### Aim of the task
Please copy everything from the start of the records down to and including the line that contains "514], [137, 382]]", leaving the pictures out of your copy.

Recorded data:
= = =

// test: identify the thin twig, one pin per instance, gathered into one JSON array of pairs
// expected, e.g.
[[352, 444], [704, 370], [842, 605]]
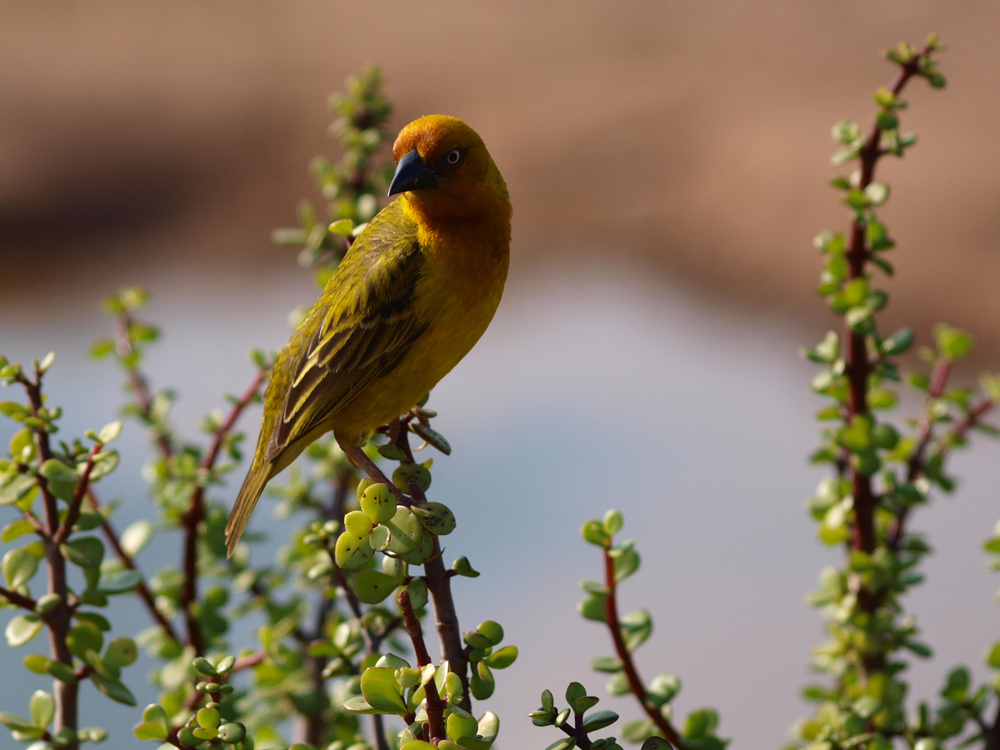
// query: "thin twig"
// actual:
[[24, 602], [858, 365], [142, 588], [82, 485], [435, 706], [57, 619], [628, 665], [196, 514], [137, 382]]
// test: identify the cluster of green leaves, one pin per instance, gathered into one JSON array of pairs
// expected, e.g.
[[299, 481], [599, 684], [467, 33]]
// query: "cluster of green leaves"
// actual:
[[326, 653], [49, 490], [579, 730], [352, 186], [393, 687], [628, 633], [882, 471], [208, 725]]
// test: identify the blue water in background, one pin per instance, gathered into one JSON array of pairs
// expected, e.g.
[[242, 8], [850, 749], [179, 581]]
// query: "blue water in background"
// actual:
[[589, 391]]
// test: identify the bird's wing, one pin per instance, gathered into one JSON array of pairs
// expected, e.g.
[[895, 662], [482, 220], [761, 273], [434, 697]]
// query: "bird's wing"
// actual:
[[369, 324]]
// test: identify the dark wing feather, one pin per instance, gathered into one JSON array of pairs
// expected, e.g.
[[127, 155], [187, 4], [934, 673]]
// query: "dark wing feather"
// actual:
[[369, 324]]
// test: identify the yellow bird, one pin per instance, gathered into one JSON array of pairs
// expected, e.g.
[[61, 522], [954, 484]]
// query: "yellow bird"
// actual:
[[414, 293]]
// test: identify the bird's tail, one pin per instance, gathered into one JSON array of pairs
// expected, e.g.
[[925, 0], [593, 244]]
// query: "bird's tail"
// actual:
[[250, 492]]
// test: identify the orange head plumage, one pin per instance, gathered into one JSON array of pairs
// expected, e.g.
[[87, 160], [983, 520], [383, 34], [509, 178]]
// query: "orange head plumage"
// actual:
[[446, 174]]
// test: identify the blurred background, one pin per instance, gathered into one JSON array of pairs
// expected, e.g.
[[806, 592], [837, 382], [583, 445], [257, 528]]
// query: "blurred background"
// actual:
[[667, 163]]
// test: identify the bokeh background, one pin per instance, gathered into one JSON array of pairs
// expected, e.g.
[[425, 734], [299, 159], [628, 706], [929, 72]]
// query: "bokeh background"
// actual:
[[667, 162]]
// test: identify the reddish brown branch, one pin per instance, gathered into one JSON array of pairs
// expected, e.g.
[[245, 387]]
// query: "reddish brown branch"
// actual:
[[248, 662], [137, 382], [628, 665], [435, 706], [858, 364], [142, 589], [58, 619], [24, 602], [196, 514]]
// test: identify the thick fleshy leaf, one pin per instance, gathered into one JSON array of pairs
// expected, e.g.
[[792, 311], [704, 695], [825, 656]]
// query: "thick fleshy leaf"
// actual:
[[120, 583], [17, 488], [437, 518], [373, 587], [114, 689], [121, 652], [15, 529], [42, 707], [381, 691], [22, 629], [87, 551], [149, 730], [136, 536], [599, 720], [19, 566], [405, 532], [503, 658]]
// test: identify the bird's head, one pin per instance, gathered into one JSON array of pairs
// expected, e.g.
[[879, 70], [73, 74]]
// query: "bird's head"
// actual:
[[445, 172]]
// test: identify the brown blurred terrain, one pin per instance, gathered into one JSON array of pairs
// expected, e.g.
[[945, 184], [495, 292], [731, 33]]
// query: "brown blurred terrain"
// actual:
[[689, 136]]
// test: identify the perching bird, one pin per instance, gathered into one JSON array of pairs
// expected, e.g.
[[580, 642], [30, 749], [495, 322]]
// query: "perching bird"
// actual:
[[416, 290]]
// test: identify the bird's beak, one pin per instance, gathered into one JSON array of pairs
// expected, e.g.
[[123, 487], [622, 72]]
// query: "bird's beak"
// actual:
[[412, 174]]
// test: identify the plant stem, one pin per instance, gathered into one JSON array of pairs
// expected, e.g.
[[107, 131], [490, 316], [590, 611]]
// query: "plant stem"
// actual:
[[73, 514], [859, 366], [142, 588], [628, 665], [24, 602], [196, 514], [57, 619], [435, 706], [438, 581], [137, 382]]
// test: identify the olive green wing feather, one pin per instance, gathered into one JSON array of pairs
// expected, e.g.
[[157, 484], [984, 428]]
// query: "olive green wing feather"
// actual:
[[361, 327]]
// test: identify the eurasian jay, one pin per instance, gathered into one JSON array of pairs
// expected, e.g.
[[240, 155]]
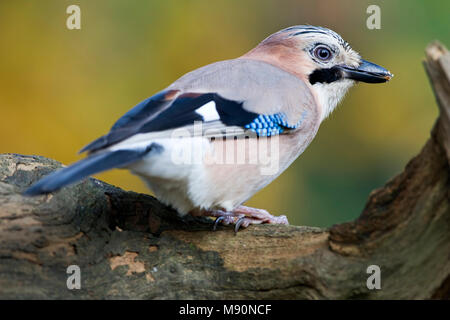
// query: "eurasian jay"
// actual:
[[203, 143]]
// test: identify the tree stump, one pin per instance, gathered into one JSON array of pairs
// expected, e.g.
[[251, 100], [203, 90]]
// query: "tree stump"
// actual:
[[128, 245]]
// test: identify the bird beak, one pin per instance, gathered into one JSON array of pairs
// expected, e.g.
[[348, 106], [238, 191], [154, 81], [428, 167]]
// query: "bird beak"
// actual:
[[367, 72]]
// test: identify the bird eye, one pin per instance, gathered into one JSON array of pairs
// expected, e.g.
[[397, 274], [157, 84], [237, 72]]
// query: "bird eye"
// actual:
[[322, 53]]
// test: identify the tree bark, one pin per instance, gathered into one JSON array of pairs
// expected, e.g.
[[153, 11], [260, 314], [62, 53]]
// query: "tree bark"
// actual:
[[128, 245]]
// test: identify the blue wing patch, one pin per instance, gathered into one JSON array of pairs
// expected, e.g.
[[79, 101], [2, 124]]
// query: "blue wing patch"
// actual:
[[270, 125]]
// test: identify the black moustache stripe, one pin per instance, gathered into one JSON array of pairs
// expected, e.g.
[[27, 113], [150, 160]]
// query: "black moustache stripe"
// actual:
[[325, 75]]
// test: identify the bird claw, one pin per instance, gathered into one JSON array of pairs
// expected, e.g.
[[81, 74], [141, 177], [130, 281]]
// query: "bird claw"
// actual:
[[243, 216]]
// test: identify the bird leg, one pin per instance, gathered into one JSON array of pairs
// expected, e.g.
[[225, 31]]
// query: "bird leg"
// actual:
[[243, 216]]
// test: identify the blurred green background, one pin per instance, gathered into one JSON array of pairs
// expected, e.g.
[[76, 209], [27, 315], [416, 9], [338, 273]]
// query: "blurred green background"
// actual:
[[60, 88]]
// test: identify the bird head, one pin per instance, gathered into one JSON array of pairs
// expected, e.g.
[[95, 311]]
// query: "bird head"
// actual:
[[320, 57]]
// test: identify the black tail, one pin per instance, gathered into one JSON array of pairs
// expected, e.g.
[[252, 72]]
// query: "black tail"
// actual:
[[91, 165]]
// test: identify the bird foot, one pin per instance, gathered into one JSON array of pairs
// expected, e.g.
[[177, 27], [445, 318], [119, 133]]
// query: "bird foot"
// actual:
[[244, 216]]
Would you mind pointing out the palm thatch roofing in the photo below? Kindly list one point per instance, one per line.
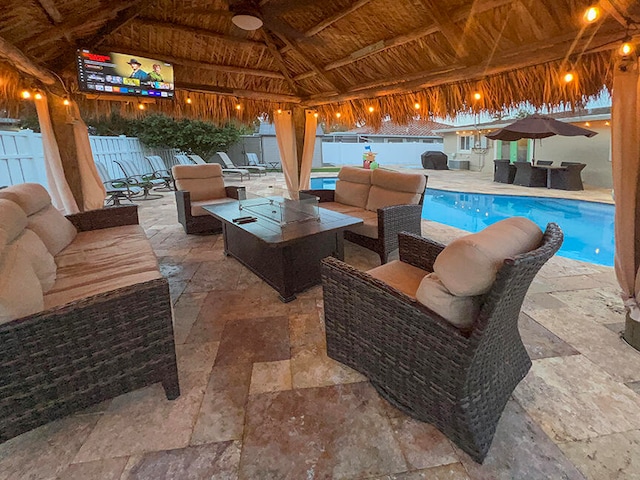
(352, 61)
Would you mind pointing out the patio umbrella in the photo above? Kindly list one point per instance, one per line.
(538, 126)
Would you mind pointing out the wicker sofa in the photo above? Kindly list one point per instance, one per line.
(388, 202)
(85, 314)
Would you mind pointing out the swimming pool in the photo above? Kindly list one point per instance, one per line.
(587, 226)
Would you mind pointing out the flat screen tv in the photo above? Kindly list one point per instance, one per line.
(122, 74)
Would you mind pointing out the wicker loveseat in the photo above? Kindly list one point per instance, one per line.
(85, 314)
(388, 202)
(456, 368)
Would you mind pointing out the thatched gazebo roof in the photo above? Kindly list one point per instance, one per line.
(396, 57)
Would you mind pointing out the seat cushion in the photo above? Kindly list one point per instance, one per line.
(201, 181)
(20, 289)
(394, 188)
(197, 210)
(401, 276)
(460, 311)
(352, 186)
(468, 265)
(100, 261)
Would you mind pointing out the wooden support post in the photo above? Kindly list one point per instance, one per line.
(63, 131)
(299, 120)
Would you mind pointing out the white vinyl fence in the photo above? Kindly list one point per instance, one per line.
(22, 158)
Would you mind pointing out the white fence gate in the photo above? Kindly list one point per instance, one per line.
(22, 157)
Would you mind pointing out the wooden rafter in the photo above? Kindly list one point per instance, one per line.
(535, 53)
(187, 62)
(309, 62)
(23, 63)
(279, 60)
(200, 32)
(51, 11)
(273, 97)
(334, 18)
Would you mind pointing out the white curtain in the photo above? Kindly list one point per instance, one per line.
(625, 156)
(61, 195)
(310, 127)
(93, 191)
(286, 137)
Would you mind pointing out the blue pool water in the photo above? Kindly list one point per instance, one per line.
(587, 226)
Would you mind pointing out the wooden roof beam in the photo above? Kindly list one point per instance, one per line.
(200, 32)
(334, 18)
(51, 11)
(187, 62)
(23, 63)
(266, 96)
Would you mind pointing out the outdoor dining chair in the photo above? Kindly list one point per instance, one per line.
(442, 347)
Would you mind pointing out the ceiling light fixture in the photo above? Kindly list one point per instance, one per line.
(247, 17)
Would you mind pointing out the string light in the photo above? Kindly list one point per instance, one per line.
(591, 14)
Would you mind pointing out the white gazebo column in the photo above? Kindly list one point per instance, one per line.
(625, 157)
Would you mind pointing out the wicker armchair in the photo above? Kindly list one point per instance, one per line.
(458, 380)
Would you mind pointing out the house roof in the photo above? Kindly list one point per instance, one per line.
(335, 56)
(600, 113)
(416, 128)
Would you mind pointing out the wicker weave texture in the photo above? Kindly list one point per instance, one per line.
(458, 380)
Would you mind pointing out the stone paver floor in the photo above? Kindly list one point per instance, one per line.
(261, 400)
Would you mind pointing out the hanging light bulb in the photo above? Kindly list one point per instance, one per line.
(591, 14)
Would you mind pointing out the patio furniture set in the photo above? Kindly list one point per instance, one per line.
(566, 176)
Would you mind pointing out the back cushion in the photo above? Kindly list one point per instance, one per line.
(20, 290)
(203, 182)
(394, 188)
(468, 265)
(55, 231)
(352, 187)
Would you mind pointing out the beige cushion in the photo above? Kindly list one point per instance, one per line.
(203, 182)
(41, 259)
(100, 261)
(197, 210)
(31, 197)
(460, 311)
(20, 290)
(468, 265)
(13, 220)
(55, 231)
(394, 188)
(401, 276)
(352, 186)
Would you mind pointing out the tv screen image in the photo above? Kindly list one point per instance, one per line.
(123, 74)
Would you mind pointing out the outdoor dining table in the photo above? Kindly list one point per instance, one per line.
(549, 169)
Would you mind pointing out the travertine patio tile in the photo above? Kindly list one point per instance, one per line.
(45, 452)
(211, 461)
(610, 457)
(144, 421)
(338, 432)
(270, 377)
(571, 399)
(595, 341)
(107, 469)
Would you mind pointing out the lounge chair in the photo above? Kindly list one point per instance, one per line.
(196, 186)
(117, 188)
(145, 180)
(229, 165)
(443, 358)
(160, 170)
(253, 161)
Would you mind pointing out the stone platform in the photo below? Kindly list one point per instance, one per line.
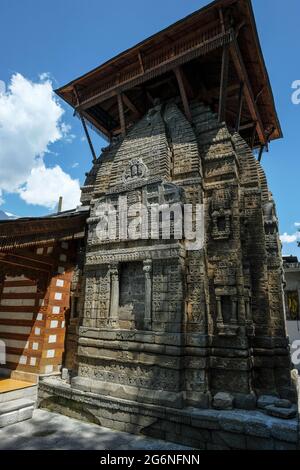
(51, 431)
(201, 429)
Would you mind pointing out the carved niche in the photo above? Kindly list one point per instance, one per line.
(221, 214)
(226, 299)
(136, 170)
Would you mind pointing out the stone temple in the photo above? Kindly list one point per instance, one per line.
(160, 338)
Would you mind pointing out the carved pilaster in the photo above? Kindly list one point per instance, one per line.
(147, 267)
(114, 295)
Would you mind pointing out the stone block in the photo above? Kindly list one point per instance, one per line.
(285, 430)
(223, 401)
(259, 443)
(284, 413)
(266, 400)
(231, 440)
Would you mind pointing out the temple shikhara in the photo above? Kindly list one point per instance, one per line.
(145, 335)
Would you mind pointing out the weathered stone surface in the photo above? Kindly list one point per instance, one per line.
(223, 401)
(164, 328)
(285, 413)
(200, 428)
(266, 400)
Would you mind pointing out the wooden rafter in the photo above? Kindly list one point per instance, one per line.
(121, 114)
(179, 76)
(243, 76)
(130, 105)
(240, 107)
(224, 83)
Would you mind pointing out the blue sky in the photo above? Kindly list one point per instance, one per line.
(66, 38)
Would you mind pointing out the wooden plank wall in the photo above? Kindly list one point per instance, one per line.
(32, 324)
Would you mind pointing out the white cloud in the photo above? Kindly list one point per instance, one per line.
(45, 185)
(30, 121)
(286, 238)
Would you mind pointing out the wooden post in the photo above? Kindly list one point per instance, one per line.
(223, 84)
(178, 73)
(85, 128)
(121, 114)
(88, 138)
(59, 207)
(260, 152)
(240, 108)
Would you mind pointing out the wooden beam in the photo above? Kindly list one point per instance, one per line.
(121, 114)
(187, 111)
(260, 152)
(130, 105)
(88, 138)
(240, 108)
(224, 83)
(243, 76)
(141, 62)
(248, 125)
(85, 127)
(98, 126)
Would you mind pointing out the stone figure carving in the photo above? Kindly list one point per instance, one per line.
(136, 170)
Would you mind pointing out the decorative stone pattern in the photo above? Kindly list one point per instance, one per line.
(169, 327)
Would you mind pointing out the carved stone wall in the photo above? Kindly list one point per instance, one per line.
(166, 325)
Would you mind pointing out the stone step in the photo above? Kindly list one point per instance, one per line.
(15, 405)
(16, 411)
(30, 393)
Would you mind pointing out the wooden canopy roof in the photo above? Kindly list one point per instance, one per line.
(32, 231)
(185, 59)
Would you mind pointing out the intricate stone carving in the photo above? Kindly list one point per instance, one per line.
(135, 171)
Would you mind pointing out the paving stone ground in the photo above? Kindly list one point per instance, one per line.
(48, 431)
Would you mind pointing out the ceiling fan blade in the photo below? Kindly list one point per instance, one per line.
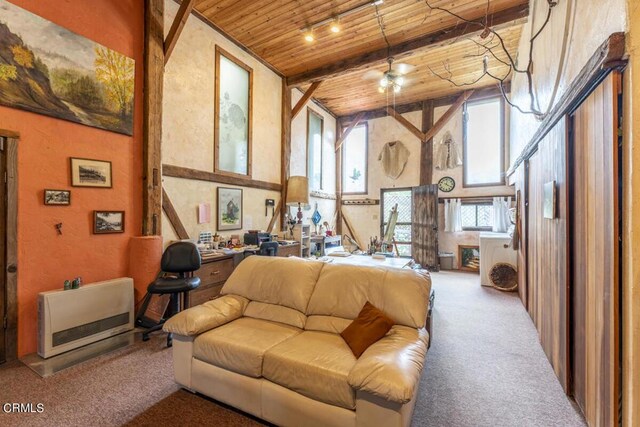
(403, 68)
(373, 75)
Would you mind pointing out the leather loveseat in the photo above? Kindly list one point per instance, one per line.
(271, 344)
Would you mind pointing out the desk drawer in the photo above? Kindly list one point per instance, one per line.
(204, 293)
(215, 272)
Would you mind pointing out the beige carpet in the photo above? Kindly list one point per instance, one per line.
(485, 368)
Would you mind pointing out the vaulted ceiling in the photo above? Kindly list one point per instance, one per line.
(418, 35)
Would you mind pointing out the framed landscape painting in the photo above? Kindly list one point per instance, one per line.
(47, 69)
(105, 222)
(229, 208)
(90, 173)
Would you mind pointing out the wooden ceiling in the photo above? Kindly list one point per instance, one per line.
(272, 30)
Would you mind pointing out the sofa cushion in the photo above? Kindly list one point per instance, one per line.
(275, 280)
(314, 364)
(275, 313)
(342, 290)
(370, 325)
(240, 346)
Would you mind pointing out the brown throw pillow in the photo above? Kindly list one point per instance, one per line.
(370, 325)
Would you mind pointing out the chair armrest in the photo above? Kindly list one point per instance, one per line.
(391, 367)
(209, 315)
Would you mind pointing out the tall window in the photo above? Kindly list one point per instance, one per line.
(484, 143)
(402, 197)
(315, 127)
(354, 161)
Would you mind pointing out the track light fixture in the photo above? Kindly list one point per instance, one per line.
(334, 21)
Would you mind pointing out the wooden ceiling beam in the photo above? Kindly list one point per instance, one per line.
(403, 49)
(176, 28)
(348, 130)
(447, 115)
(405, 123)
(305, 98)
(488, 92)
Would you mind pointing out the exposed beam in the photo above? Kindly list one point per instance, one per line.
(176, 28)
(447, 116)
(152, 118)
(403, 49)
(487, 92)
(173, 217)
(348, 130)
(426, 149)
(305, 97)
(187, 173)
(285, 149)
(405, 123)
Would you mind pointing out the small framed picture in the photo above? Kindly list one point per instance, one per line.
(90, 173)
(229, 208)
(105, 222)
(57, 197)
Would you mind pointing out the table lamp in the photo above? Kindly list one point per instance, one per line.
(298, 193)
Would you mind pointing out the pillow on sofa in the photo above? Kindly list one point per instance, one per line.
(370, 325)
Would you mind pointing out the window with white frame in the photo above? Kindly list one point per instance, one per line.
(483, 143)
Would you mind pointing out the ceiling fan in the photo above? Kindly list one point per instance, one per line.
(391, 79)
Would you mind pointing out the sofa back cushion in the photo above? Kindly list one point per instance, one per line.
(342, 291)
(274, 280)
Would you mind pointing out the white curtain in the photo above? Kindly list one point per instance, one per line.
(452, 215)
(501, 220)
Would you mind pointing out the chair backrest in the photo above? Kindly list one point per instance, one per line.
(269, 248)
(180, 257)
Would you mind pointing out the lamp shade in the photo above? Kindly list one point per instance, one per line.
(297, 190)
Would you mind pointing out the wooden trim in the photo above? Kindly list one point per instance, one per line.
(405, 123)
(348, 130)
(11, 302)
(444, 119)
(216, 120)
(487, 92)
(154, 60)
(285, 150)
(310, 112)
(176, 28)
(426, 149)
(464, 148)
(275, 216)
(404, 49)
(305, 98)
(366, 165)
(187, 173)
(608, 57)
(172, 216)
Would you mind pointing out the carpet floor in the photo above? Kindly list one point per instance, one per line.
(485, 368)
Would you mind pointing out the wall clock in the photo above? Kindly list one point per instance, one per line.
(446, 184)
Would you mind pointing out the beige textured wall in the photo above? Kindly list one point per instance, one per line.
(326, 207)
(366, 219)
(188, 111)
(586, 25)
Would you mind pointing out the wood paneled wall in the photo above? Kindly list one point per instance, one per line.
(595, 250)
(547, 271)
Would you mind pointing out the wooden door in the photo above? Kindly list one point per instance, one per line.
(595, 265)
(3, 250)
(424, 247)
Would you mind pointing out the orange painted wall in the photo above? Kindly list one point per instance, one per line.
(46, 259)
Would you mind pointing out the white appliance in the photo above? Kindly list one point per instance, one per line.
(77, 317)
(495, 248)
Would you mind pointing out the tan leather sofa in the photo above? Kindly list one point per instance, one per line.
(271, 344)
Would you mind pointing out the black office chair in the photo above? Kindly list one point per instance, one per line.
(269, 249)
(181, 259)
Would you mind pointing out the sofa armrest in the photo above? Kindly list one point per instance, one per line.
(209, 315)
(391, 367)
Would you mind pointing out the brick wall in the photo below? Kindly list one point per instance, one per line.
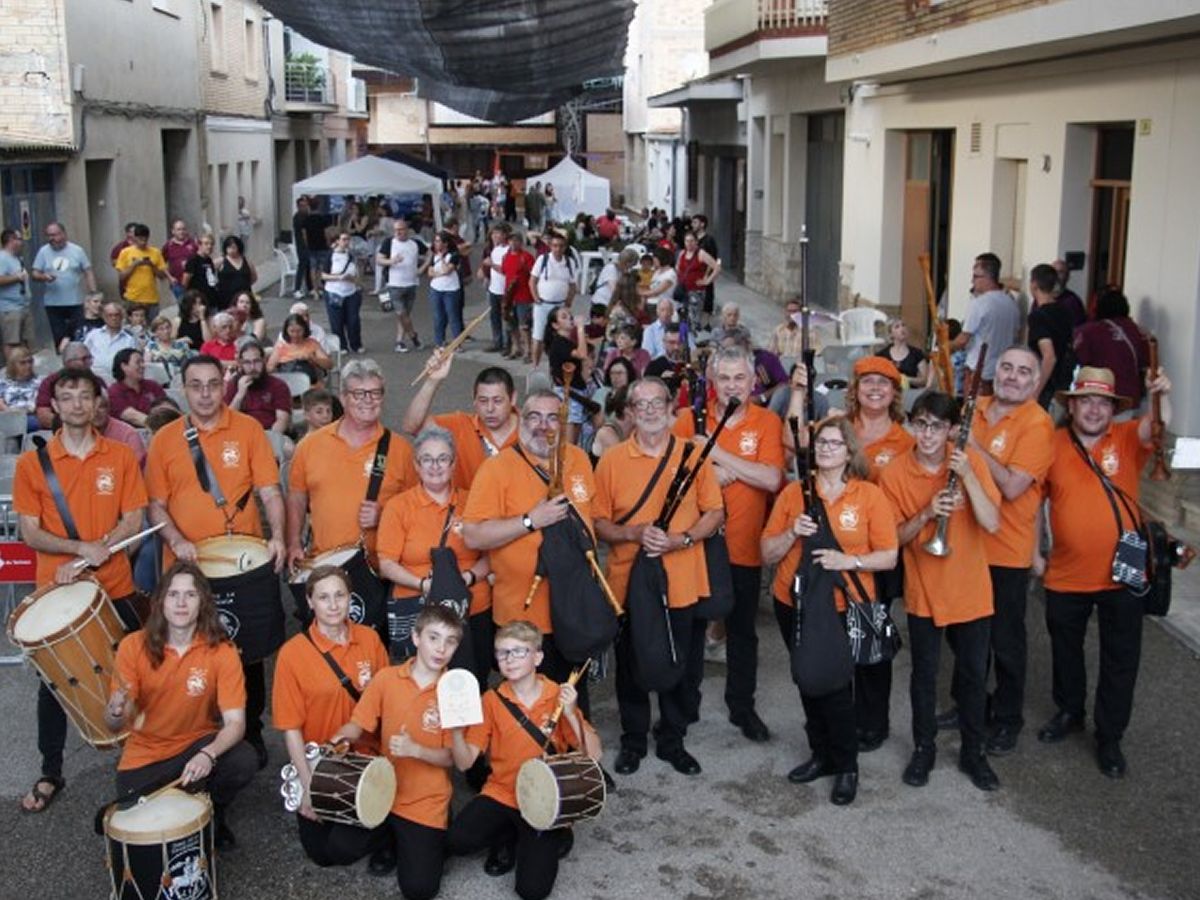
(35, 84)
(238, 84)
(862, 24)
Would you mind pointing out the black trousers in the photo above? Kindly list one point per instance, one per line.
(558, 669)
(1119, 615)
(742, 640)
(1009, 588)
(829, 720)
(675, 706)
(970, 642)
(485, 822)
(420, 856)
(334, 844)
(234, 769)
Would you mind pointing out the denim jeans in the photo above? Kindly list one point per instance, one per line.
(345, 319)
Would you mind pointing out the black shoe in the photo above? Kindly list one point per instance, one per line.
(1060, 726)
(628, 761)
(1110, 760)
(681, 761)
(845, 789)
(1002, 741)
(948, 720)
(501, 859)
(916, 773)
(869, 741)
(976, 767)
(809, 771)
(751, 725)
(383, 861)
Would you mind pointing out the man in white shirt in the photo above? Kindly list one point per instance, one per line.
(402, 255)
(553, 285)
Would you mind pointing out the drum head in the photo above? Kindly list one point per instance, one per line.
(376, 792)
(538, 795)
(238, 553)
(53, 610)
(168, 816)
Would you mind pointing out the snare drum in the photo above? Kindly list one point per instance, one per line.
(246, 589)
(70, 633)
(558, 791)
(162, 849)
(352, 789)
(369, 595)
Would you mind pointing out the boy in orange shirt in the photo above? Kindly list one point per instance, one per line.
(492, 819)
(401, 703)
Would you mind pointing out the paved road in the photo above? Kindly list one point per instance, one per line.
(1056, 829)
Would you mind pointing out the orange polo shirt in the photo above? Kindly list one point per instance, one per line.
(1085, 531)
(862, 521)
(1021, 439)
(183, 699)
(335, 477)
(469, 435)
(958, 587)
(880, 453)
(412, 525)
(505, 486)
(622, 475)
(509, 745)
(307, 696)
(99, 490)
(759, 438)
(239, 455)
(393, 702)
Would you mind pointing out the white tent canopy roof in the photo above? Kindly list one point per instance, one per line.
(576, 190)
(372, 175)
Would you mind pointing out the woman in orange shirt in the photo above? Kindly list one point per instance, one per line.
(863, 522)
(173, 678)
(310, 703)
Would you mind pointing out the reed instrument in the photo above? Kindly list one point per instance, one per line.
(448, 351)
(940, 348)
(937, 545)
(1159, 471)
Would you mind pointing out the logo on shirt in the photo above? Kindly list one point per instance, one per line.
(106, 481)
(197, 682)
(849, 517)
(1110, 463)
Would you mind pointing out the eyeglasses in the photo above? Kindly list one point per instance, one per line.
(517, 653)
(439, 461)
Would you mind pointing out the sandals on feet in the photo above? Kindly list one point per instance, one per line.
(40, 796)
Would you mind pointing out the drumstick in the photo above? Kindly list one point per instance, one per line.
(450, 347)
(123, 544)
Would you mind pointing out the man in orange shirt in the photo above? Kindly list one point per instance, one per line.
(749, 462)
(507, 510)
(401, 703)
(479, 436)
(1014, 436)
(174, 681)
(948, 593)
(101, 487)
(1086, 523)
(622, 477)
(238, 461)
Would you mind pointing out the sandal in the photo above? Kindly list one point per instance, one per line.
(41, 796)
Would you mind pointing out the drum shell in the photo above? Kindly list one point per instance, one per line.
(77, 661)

= = =

### Reply to the task
// test: identify the thin twig, one pin per instance, gathered into one JSON array of pairs
// expected, e.g.
[[352, 444], [704, 370], [842, 605]]
// query: "thin twig"
// actual:
[[24, 602], [858, 365], [142, 588], [82, 485], [435, 706], [57, 619], [628, 665], [196, 514], [137, 382]]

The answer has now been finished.